§ EXERCISE INSTRUCTIONS:
The entries that follow are to be duplicated in full, character for character.

§ PROVIDED ENTRIES:
++++
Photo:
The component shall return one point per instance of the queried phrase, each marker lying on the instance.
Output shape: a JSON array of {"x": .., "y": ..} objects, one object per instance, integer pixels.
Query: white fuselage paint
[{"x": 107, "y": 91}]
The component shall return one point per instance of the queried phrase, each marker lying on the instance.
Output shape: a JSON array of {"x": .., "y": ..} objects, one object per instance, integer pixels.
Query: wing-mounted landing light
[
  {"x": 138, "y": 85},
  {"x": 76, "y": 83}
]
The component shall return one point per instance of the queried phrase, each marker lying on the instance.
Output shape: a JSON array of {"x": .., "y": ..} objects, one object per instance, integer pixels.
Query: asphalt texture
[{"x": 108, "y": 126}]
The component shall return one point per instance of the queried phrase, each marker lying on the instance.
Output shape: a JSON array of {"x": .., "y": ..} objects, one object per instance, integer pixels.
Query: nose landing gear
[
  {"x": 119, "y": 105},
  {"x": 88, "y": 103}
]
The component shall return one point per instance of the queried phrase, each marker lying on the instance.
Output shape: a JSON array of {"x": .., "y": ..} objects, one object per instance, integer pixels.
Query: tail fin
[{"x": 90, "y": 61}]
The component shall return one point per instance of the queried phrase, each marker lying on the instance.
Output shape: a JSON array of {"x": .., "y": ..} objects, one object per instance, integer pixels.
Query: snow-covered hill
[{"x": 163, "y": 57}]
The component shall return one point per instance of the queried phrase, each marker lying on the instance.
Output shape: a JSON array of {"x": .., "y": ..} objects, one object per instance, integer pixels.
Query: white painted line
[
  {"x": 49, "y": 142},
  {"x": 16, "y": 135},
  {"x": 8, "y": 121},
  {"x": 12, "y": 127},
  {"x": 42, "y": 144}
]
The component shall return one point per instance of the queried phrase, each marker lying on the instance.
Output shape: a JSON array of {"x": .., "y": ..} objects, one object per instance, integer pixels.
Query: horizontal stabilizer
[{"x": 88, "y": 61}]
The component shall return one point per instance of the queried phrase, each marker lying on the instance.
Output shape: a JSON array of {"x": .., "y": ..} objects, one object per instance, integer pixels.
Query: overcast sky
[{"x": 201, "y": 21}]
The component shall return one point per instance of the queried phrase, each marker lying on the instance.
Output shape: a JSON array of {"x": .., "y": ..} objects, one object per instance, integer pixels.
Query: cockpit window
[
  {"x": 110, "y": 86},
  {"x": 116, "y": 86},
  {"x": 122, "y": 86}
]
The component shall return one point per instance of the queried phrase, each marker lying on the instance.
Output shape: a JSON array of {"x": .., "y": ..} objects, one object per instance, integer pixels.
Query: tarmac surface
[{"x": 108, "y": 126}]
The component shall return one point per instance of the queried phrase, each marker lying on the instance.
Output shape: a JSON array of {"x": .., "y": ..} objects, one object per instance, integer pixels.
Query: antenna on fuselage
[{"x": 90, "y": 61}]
++++
§ RESPONSE BOX:
Photo:
The component shall return one point per instance of the queried phrase, each marker lying on the instance.
Output shape: a JSON array of {"x": .., "y": ..} objects, one object per instance, integer pixels.
Query: white fuselage paint
[{"x": 107, "y": 91}]
The component shall return one point per instance of the queried phrase, each marker lying on the instance.
Output shape: a JSON array of {"x": .., "y": ..} objects, one object per instance, integer pixels.
Query: wing-mounted landing light
[
  {"x": 138, "y": 85},
  {"x": 76, "y": 83}
]
The component shall return one point per instance of the queried phrase, each marker lying on the instance.
Output shape: a JSON array of {"x": .., "y": ..} objects, one object per instance, integer pixels.
Query: asphalt texture
[{"x": 108, "y": 126}]
The component shall return one point per instance of the queried phrase, each marker lying on the instance.
Output shape: a JSON array of {"x": .., "y": ..} objects, one object per instance, integer pixels.
Query: nose landing gear
[
  {"x": 119, "y": 105},
  {"x": 88, "y": 103}
]
The component shall return one point per instance of the queried phrase, each marker lying on the instance.
Output shape: a JSON array of {"x": .., "y": ..} objects, one object per instance, integer pixels.
Query: tail fin
[{"x": 90, "y": 61}]
The component shall return one point per instance of the queried phrase, each marker lying on the instance.
Output shape: a JSON array of {"x": .., "y": ..} objects, one object per instance, integer pixels.
Query: snow-covered hill
[{"x": 163, "y": 57}]
The component shall return one point per instance of the queried phrase, each marker lying on the instance.
Output shape: a JSON array of {"x": .., "y": ..} objects, one object per instance, integer pixels.
Query: white painted line
[
  {"x": 49, "y": 142},
  {"x": 16, "y": 135},
  {"x": 8, "y": 121},
  {"x": 12, "y": 127},
  {"x": 42, "y": 144}
]
The component shall return one point per instance of the queried phrase, each marker lying on the instance.
Output shape: a JSON array of {"x": .., "y": ..} objects, one object per instance, integer pixels.
Query: horizontal stabilizer
[{"x": 88, "y": 61}]
The component shall return one point per instance of the queried phrase, each marker lying on the instance.
Output shape: a JSON array of {"x": .., "y": ..} objects, one object per instance, integer pixels.
Query: overcast sky
[{"x": 201, "y": 21}]
The component shall return one point per instance of the queried phrase, each marker lying on the instance.
Output shape: a JSON array of {"x": .., "y": ..} objects, one object per instance, integer pixels.
Query: cockpit window
[
  {"x": 110, "y": 86},
  {"x": 116, "y": 86},
  {"x": 122, "y": 86}
]
The component shall return one point per instance of the queried phrase, each marker lying on the instance.
Output shape: a JSON array of {"x": .., "y": ..} objects, one object per instance, integer pixels.
Query: tarmac surface
[{"x": 108, "y": 126}]
The component shall return one point per instance of the queried phrase, each marker lying on the instance.
Output shape: a JSON array of {"x": .., "y": ..} objects, one object per instance, integer pixels.
Query: antenna on fuselage
[{"x": 90, "y": 61}]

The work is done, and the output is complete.